§ TEXT SECTION
◆ ◆ ◆ ◆ ◆

If you ask them, sure, there were lean times, but they don’t feel they struggled; they simply kept moving ahead. Maintaining and improving that same path are Bob’s son Jeff and his wife Trisha who purchased the company in 1985, Steve Dunaychuk who joined the company as an owner in 2014, and the incredible B & E service team.
Together we continue to provide a wonderful service to our communities and, like Bob and Earl, we’re sincerely happy doing it and enjoy finding new products to bring to market. We can all learn a lesson or two from their story.
B & E Meats and Seafood 60th Anniversary
Celebrating their 60th year in business (August 2018), B & E Meats and Seafood is an icon, not only surviving a changing industry, but expanding over the years. More importantly, they’ve done it their way, which continues today.
At the young ages of 18 (Bob), and 23 (Earl), the Green brothers both worked in meat markets. Bob worked in Auburn starting at the age of 16, and Earl worked at Dahlgren and Massey’s in Auburn, a full grocery and meat market where he learned to cut meat. He went from there to another meat market in Auburn before managing the meat market at a store in Kent. Their uncle had a store in Kent and Bob worked there for the meat manager who taught him everything about cutting meat.
Bob went to college for two years at CPS (now UPS) and planned on returning. Ed Travis, a co-worker of Earl’s, retired, then decided it wasn’t the right decision. He found a space in Burien that was for sale and said to Bob, “You and I could do that.” Bob was just 19 and decided to try it. They each put up $500 to buy the shop. Where did the money come from? “Bob was always a saver,” laughs Earl. “He was going to college when he bought in. He had a Kodak camera that he kept money in. He kept good tabs on it, too, I couldn’t sneak in and take any. He’s probably still got it stuffed with money!” Bob’s wife Jean adds, “It was a big step. I wanted him to finish college and he told me he would go back. He never did! I worked for Puget Power and we borrowed the money from the credit union.”
They opened on August 1, 1958. By Thanksgiving, just four months later, Ed decided retirement was better. He suggested that Earl buy his half of the business. “I had a good job, dependable income, three kids and a new house,” recalls Earl. “It took a while to decide. Our dad said, ‘go for it, you’ll do good.’ So I quit, bought Ed out, and went to work with Bob. The first few months were lean, then it started building.” They worked together at the Burien store from November 1958 until April 1, 1975.

◆ ◆ ◆ ◆ ◆

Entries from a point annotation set
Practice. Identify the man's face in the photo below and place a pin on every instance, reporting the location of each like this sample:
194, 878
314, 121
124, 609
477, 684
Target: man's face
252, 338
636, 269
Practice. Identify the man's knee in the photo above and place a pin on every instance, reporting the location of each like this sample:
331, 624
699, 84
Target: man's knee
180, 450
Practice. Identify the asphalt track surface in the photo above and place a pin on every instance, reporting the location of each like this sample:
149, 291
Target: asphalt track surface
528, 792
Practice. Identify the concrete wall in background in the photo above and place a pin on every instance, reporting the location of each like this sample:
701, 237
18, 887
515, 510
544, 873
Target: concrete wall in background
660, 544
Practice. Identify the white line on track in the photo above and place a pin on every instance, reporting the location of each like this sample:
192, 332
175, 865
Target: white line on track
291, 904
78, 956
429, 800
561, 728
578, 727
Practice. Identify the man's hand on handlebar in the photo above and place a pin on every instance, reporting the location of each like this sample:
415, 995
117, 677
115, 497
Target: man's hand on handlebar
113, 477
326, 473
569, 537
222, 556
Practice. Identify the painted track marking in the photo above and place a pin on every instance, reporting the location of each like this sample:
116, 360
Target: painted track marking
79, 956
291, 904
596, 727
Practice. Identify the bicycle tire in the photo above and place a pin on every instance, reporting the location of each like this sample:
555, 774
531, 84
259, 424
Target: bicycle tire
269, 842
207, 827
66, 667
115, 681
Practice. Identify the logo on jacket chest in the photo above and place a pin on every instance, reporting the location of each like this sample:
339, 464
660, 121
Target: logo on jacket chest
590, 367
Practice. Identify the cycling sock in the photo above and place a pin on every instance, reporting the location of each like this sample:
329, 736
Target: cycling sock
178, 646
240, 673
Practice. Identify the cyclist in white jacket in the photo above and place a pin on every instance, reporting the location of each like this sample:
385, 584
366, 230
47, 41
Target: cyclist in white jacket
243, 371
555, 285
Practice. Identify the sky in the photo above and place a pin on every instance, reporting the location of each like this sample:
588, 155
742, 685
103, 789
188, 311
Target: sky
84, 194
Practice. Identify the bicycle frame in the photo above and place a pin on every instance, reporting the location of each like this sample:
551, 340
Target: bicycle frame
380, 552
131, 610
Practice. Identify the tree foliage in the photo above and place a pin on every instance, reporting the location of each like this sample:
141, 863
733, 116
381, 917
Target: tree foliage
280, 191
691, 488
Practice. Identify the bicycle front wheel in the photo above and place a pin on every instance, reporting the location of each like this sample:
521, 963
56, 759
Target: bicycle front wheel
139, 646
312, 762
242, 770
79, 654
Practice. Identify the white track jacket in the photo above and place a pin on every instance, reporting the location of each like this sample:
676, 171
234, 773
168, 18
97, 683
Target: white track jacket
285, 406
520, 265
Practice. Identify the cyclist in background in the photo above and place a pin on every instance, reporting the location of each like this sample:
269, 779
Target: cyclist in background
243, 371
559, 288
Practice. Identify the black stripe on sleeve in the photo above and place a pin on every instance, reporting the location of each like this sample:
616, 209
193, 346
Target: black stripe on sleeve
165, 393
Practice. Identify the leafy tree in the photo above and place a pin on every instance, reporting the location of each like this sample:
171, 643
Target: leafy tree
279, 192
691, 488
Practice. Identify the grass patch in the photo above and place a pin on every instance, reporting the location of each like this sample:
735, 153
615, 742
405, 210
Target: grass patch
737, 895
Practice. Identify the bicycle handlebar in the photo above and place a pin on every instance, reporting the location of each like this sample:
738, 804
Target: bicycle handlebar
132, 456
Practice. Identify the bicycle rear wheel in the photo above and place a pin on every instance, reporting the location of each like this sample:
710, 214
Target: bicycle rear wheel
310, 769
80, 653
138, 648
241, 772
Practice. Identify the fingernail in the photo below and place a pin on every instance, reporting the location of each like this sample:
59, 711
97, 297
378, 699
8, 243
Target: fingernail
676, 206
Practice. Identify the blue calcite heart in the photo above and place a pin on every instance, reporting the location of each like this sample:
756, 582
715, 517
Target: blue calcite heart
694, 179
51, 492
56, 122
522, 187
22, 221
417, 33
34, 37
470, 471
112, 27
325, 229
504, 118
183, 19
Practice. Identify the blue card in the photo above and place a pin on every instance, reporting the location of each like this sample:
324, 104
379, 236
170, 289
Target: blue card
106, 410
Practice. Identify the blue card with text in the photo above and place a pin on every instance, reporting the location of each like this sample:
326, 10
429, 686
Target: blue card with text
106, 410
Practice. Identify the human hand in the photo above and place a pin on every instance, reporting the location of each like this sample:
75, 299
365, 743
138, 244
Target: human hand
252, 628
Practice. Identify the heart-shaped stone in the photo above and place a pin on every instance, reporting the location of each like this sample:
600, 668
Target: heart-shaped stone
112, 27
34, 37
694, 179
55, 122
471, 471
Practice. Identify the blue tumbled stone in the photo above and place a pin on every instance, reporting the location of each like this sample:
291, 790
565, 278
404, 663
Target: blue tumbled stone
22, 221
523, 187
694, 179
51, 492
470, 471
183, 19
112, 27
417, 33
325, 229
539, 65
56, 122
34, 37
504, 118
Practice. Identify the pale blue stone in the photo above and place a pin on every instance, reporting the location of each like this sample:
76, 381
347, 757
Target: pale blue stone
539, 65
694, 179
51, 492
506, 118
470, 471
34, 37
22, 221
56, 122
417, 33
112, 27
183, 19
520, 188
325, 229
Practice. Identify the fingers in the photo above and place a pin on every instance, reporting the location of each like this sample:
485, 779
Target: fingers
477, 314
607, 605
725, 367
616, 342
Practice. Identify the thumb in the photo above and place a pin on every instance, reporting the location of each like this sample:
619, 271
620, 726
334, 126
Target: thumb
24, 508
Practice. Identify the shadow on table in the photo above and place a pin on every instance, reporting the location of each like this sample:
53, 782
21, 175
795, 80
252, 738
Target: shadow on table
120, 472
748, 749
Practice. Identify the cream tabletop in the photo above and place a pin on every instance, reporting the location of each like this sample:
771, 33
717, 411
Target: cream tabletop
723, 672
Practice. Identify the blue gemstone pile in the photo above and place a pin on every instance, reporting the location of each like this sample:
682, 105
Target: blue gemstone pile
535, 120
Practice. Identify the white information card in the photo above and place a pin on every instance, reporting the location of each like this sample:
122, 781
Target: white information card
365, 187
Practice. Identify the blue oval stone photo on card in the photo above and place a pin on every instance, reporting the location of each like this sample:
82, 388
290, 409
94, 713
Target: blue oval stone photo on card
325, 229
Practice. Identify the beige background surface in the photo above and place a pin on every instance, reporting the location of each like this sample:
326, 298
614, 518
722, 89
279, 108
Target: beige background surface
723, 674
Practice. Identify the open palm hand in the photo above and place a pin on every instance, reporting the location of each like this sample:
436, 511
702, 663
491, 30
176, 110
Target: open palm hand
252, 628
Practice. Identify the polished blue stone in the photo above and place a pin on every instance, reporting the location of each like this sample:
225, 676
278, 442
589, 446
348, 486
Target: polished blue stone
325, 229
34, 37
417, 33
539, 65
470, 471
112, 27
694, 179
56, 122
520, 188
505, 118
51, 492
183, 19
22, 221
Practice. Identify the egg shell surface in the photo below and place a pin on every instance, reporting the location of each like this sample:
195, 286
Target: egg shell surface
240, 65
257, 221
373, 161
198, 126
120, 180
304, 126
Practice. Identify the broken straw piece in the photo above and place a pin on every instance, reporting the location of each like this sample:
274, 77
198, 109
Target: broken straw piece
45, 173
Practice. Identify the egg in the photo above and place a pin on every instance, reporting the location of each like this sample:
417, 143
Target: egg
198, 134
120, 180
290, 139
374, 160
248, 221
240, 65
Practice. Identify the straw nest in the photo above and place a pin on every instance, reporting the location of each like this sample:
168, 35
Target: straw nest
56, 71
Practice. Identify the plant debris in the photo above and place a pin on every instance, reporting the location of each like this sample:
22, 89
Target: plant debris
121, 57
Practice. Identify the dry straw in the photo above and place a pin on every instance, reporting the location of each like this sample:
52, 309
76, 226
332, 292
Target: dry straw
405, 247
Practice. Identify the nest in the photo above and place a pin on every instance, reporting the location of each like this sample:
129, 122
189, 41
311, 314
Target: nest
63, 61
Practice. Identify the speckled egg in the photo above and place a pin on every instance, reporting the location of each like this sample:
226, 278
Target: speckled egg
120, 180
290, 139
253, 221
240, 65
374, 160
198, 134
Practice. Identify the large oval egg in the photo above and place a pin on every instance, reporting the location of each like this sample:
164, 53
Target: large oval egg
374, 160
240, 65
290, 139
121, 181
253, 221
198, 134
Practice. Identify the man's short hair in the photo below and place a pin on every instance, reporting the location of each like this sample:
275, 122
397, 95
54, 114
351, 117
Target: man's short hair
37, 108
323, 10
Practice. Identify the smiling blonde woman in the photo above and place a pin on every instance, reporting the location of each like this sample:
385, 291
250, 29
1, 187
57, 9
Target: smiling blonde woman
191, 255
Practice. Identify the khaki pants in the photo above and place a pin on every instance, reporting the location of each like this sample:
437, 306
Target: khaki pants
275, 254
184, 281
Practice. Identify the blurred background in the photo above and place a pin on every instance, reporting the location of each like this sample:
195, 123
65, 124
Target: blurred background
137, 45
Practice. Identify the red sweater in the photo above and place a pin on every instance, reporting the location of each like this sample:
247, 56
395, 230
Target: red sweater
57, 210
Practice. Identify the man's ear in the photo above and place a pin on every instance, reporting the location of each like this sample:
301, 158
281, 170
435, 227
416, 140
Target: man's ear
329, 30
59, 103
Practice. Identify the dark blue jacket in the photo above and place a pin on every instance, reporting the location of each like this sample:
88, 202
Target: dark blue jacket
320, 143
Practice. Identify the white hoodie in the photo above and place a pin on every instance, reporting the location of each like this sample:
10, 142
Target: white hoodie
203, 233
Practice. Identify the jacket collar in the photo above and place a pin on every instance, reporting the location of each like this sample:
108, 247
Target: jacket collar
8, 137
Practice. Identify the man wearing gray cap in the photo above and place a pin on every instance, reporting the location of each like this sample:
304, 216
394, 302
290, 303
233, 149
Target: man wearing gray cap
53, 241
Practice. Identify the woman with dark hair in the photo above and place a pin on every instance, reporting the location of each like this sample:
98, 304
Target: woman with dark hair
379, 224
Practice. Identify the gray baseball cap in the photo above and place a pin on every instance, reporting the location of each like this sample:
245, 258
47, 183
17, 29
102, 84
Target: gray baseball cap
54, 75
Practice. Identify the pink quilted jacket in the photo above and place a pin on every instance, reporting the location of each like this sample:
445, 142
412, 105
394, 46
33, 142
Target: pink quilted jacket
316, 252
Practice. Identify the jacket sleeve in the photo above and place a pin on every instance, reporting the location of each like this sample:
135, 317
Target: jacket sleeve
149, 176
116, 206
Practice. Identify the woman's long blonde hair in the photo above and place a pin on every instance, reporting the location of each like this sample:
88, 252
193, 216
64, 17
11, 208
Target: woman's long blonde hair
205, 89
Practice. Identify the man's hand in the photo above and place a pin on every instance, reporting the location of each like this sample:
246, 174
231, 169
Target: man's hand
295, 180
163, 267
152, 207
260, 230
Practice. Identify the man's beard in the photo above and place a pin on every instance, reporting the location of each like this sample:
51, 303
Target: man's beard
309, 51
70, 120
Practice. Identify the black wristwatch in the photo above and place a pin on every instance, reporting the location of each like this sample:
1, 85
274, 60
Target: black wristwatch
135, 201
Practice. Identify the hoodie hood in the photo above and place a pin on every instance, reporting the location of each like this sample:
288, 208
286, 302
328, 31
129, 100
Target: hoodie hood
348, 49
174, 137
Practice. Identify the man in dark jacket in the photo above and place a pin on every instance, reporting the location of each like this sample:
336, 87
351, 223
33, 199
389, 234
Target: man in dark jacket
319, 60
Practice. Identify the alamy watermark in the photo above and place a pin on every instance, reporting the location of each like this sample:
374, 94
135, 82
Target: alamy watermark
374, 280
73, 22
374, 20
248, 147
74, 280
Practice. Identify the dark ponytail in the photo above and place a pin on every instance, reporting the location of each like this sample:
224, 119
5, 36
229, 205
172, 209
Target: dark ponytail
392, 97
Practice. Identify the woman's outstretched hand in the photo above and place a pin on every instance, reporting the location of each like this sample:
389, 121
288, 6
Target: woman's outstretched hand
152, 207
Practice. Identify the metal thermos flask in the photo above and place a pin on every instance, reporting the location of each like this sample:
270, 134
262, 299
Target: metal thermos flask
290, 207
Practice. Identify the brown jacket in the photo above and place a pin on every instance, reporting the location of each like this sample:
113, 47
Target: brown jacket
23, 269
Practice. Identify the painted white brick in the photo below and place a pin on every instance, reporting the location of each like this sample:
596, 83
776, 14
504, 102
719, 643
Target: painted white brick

◆ ◆ ◆ ◆ ◆

§ SET PROBLEM A
In the rows, starting at the line containing "Practice. Identify the brown" and ending with the final row, swap "brown jacket" for "leather jacket" and write those lines out again with nothing else altered.
§ SET PROBLEM B
Carry on the history of B & E Meats and Seafood from the point where it stops.

§ WRITTEN ANSWER A
Practice. Identify the leather jacket in the photo above and place a pin on every instance, reporting the location of each like this sample:
113, 47
Target: leather jacket
23, 269
Practice. Identify the painted white brick in the photo below and place a pin on every instance, reporting the location of each like this sample:
596, 83
776, 14
504, 102
719, 643
Target: painted white brick

§ WRITTEN ANSWER B
In 1958, there were eight meat markets in Burien. Columbia Basin Meats went in right across the street from them. Within 2 months, Red Steer Market went in; both brand new. B & E was not new to begin with. Columbia Basin Meats gave people a half slab of bacon for coming in during their grand opening weekend. They could see their customers going in across the street. “We got slow, business was cut in half for a while. We cut prices. But people slowly dwindled back,” says Bob. Jean thinks customers returned because their goal was always great service. Earl thinks it was because they had a loyal customer base. A third reason was their youthful enthusiasm. “They were fun,” says Jeff, Bob and Jean’s son who now owns the business with his wife Trish. “A cousin, Bill Enger, worked on Saturdays. He was funny; people liked their energy.” They joked with each other and the customers, treating customers like family. “There was a lot of laughter,” says Earl. “We had fun, we really did.” There were eight people working on Saturdays in the small shop in Burien. “We were all young and slender and just hopped over each other,” laughs Bob. “There was only 4-5 feet behind the counter. We worked hard.” Jeff adds, “The beef would come in quarters, as much as 200 pounds. Earl weighed about 150-160 and he’d throw it over his shoulder and carry it.”
They created a great atmosphere where people wanted to work. “The last employee I hired was 15 and he was still there when I retired,” says Earl. That employee worked for Jeff for three years before retiring himself. Another employee, Brian, was 15 when he was hired, too. He still works with the company. “We’ve seen kids come in, then they marry and bring their kids in. One customer had a son and daughter, they’d come in and just terrorize the place. Now one of them works for us and the other is a CPA and works for one of my sons in his accounting firm,” laughs Earl.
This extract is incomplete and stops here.